Count the lines in the listing below that contain the string "hill". Reply with that number only.
::::::::
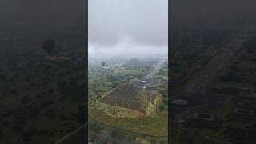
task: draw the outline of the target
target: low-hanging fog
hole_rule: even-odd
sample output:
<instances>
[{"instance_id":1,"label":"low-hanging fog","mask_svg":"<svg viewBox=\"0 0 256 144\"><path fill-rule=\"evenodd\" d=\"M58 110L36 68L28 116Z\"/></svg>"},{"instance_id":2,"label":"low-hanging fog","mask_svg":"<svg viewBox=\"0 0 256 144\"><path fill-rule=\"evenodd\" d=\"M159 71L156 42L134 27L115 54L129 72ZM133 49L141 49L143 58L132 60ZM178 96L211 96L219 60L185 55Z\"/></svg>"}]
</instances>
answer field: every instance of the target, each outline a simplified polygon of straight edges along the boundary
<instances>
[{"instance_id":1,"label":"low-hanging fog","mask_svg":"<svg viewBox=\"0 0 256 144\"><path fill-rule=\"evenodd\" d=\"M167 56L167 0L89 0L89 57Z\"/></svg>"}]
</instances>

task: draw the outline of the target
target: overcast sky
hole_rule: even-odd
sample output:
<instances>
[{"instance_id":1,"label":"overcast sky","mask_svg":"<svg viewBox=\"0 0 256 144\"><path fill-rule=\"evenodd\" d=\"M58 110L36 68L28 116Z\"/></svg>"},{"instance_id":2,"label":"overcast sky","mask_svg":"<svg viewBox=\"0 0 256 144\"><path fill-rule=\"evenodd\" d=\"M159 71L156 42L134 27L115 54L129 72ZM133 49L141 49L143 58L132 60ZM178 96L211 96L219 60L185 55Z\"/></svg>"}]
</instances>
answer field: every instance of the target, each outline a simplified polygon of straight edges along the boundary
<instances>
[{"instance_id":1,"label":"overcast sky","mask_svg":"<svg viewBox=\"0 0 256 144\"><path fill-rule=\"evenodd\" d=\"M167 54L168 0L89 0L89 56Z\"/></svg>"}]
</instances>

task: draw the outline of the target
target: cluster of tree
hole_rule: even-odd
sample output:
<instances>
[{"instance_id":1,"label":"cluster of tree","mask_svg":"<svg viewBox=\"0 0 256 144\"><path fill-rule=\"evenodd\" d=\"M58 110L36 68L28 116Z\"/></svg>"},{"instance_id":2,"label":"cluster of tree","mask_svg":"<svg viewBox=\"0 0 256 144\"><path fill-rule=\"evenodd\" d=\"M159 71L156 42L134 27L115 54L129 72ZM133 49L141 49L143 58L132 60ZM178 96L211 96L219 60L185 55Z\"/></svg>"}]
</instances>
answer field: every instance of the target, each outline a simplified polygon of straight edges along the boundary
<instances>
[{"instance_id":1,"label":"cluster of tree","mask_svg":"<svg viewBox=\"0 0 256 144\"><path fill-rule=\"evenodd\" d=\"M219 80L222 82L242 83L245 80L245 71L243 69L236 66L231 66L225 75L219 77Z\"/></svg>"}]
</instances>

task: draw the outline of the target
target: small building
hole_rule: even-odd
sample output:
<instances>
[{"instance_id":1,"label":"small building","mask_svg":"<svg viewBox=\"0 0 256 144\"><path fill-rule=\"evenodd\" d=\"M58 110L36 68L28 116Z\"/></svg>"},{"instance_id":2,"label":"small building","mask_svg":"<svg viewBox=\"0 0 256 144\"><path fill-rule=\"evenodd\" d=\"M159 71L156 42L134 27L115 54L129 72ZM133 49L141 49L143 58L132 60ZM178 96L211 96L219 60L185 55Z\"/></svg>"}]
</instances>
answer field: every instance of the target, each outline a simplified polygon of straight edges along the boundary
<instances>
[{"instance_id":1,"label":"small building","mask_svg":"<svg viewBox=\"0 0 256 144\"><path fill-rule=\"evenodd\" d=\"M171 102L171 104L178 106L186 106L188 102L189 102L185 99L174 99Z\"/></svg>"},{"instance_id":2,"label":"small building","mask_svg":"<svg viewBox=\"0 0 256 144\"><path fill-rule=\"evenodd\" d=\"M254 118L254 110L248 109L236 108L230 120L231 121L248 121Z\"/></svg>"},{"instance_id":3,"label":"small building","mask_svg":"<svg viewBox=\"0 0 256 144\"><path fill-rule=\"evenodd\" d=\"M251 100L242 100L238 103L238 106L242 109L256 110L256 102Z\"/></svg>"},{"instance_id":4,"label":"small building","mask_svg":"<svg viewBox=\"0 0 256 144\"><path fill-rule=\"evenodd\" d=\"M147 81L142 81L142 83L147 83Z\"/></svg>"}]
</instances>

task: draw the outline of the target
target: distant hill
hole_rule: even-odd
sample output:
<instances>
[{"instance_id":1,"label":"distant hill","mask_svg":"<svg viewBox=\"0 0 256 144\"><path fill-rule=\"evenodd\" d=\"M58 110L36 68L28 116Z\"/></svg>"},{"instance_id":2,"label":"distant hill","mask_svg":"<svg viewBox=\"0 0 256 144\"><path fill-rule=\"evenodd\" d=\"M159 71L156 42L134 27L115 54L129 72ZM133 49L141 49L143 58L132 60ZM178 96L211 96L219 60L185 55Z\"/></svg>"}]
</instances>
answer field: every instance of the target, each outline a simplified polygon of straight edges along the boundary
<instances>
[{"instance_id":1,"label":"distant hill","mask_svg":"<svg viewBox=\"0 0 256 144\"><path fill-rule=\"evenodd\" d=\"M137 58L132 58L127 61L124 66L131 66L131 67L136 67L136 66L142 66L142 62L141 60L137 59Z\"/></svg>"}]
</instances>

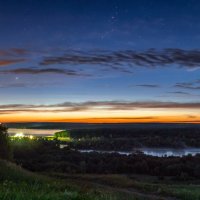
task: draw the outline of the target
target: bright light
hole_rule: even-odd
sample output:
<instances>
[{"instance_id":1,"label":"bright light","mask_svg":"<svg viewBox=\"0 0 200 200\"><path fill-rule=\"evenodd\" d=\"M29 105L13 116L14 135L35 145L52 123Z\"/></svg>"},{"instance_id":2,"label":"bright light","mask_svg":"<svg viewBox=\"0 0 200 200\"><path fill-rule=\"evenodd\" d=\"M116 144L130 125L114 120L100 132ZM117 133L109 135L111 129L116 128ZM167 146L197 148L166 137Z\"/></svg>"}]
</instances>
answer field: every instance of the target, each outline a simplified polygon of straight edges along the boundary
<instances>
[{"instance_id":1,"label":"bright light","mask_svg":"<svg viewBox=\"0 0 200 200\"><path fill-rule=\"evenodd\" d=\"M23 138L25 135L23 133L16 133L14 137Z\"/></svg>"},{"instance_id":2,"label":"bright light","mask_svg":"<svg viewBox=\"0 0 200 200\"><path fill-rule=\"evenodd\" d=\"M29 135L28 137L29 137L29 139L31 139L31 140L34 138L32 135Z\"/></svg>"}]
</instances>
::::::::
■ Problem solution ■
3